#### Tarefas propostas:
a - Responda com base no texto sobre o desejo em Freud:
(i) Que nome recebe a moção psíquica que procura investir de novo a imagem mnêmica da percepção?
(ii) O ato de pensar é apresentado como substituição de quê?
(iii) Sobre o que se edifica nossa cultura?
b - Dê seguimento ao texto sobre o desejo em Freud, começando logo após a última frase.

#### Fonte:
▼
O Desejo em Freud
Um componente essencial dessa vivência é a aparição de determinada percepção (a nutrição, em nosso exemplo), cuja imagem mnêmica fica, daí em diante, associada à marca que a excitação produzida pela necessidade deixou na memória. A próxima vez que esta sobrevir, à mercê do enlace assim estabelecido, suscitará uma moção psíquica, que procurará investir de novo a imagem mnêmica daquela percepção e produzir outra vez a própria percepção, vale dizer, restabelecer a situação da satisfação primeira. Uma moção dessa índole é o que chamamos de desejo; a reaparição da percepção, a realização do desejo, e o caminho mais curto para este, o que leva da excitação produzida pela necessidade ao investimento pleno da percepção. Nada nos impede de supor um estado primitivo do aparelho psíquico em que esse caminho se fazia exatamente assim e em que, portanto, o desejar desembocava num alucinar […] que conduzam ao estabelecimento da identidade desejada no mundo exterior. […] Pois bem, toda a complexa atividade do pensamento que se desenvolve desde a marca mnêmica até a criação da identidade de percepção pelo mundo exterior representa apenas um subterfúgio que a experiência tem demonstrado necessário para que se chegue à realização de desejos. O ato de pensar não é outra coisa que a substituição do desejo alucinatório. (FREUD, 1923/2011)
Nossa cultura se edifica sobre a sufocação das pulsões. Cada indivíduo cedeu um fragmento de seu patrimônio, da plenitude de seus poderes, das inclinações agressivas e vingativas de sua personalidade, e dessas contribuições nasceu o patrimônio cultural comum de bens materiais e ideais. Além da coerção da vida, foram, sem dúvida, os sentimentos familiares, derivados do erotismo, que moveram o indivíduo a tal renúncia. E esta foi progressiva no curso do desenvolvimento da cultura. A religião sancionou cada um de seus progressos, oferecendo, em sacrifício à divindade, cada fragmento de satisfação pulsional a que se renunciava e declarando “sagrado” o novo patrimônio coletivo assim adquirido. Quem em consequência de sua indomável constituição não possa acompanhar essa sufocação do pulsional enfrentará a sociedade como “delinquente”, como outlaw (fora da lei), a menos que sua posição social ou as suas aptidões sobressalentes permitam impor-se na qualidade de “grande homem” ou de “herói”. (FREUD, 1927/2018)
▲
#### Trechos de dados:
▼
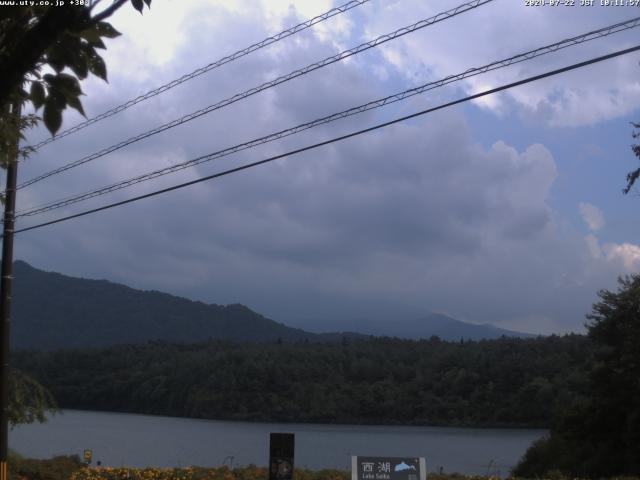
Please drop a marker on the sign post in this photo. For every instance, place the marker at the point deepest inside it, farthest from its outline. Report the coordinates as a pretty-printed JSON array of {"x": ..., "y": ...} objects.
[
  {"x": 281, "y": 455},
  {"x": 388, "y": 468}
]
▲
#### Respostas esperadas:
a -
(i) Desejo.
(ii) Do desejo alucinatório.
(iii) Sobre a sufocação das pulsões.

b -
Para muitos de nós talvez seja difícil prescindir da crença de que no homem reside uma pulsão de aperfeiçoamento que o tem levado até seu atual nível de rendimento espiritual e sublimação ética, e da qual deve esperar-se que velará pela transformação do homem em super-homem. Eu, todavia, não creio numa pulsão interior dessa índole e não vejo nenhum caminho que permitiria preservar essa ilusão consoladora. (FREUD, 1930/2010).
A pulsão recalcada não cessa nunca de aspirar a sua total satisfação, que consistiria na repetição de uma vivência primária de satisfação; todas as formações substitutivas e reativas, e as sublimações são insuficientes para cancelar sua tensão permanente, e a diferença entre o prazer da satisfação encontrado e o pretendido desencadeia o fator impulsor, que não admite a detenção em nenhuma das situações estabelecidas, mas que, nas palavras do poeta, “tende, indomado, sempre para frente”. O caminho para trás, para a satisfação plena, em geral é obstruído pelas resistências em virtude das quais o recalque se mantém de pé, e desse modo só resta o remédio de avançar pela direção do desenvolvimento que permanece livre, ainda que sem esperança de dar fim ao processo ou de alcançar a meta. (FREUD, 1920/2020)
Ambos os vínculos marcham paralelamente durante algum tempo, até que, pela intensificação dos desejos sexuais orientados para a mãe, e pela percepção de que o pai é um obstáculo oposto à realização de tais desejos, nasce o complexo de Édipo. A identificação com o pai toma então um matiz hostil e se transforma em um desejo de suprimir o pai para substituí-lo em face da mãe. (FREUD, 1900/2019)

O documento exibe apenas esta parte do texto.